Items from a data source:
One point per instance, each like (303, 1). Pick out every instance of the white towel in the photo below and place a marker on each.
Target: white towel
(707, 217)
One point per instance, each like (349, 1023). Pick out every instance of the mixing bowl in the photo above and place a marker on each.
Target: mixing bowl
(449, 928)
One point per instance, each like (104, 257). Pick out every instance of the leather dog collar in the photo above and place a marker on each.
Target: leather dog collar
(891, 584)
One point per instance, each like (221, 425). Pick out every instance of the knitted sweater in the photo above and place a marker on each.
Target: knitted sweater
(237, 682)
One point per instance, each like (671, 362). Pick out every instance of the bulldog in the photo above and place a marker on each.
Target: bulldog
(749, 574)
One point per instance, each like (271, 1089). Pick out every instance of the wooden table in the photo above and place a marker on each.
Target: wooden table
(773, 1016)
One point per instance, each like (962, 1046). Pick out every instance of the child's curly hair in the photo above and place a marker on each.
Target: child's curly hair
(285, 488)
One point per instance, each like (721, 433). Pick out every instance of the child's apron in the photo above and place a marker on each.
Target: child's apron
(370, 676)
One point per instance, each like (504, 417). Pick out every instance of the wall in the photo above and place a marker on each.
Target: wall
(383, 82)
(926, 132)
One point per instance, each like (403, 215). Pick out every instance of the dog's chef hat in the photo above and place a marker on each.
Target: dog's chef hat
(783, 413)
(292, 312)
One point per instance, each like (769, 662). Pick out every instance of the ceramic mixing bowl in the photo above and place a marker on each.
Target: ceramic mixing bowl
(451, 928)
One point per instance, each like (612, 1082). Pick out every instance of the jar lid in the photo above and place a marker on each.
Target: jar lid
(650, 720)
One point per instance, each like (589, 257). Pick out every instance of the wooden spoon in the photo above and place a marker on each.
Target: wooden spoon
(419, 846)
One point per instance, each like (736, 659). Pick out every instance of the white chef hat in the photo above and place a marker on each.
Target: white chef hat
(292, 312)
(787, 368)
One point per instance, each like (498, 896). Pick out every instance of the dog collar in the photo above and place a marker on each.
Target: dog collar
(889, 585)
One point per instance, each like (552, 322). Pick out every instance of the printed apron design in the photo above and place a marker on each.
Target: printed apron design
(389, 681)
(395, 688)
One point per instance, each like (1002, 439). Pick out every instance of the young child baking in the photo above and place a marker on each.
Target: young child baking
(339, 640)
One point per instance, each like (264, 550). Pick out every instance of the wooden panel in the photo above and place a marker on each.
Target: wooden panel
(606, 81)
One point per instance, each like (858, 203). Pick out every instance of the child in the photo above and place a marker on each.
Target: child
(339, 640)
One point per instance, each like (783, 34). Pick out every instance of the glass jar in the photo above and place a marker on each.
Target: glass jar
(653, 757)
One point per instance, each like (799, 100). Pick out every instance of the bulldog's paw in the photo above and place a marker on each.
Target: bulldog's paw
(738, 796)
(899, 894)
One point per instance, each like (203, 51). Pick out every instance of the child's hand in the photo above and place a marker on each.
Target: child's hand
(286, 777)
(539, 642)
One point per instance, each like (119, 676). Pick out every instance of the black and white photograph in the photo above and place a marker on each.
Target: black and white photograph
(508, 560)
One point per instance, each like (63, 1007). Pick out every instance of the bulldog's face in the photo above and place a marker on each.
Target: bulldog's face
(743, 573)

◆ EXERCISE DIRECTIONS ◆
Please print the data above exactly as it appears.

◆ ANSWER SECTION ◆
One point per instance, each like (303, 1). Pick out every instance of the white towel in the photo below and place a marker on each.
Target: white towel
(707, 217)
One point per instance, each like (349, 1023). Pick out every instance of the mixing bowl in the photo above and place a marker on each.
Target: mixing bowl
(449, 928)
One point per instance, each like (104, 257). Pick out every instance of the leather dog collar in the photo above and place a marker on each.
Target: leather dog collar
(891, 584)
One point per instance, each like (221, 425). Pick out every instance of the knitted sweater in the photo above and place a marker on each.
Target: knitted sweater
(237, 682)
One point per instance, each like (671, 362). Pick out every instance of the bulldog in the photo above and place a marker on each.
Target: bulldog
(749, 574)
One point per instance, each like (271, 1089). Pick out every instance of the wooden table in the photo above and place a marker on each.
Target: wooden table
(773, 1016)
One point per instance, each like (962, 1046). Pick out every instance of the child's curly hair in the photo above and place a marker on each.
Target: child's curly hair
(285, 488)
One point per instance, each like (721, 433). Pick out every instance of the child's apron in the photo above and place a marker on each.
Target: child's apron
(370, 676)
One point per instance, each like (504, 417). Pick out every instance of the wall in the photo above and place a marker on each.
Target: wall
(383, 82)
(926, 132)
One point per instance, each like (403, 215). Pick out every instance of the dog's chef hat in the photo above and place a marker on each.
Target: dog's chef hat
(783, 413)
(292, 312)
One point per instance, each like (769, 662). Pick out every instance of the ceramic mixing bowl in the photo above and place a marker on each.
Target: ceramic mixing bowl
(451, 928)
One point per instance, each like (612, 1082). Pick out every instance of the jar lid in the photo above and place a marker on each.
Target: jar lid
(650, 720)
One point per instance, each like (589, 257). Pick out every instance of the wooden spoon in the photo above and place a marker on each.
Target: wooden spoon
(419, 846)
One point per instance, each like (736, 659). Pick out every instance of the white chef hat in the photo above and place a marker on each.
Target: white chef hat
(292, 312)
(787, 368)
One point per instance, each like (498, 896). Pick out every instance of the dog collar in the photo above and place a marker on each.
Target: dog collar
(889, 585)
One point per instance, each like (552, 322). Pick out every instance of the printed apron design in the photo above and place a marker on each.
Target: printed apron design
(389, 681)
(395, 688)
One point per instance, each like (1002, 439). Pick out every instance of the young child baking in the photo above and place a marker on each.
Target: young child baking
(339, 640)
One point per instance, each like (264, 550). Pick out every instance of the wooden panel in the photo above and place a marker on each.
Target: wooden panel
(606, 81)
One point per instance, each like (858, 203). Pick out every instance of the child in the photo above and place a marker on each.
Target: child
(339, 640)
One point per instance, each like (783, 34). Pick out every instance of the glass jar in the photo above and place a marker on each.
Target: glass jar
(653, 757)
One point per instance, each like (799, 100). Pick out every instance of the bulldog's paw in the photo above and place a marker on each.
Target: bulldog's paw
(738, 796)
(899, 894)
One point per instance, each like (203, 51). Pick out every instance of the child's hand in the photo above and place a marker on each.
Target: child's hand
(286, 777)
(539, 642)
One point per instance, each like (119, 676). Pick out every instance of the black and white photograph in the photo above and place a marker on each.
Target: black and white photograph
(508, 560)
One point per instance, each like (63, 1007). Pick out every instance of the bulldog's face in the photo above and place a marker on each.
Target: bulldog's face
(743, 573)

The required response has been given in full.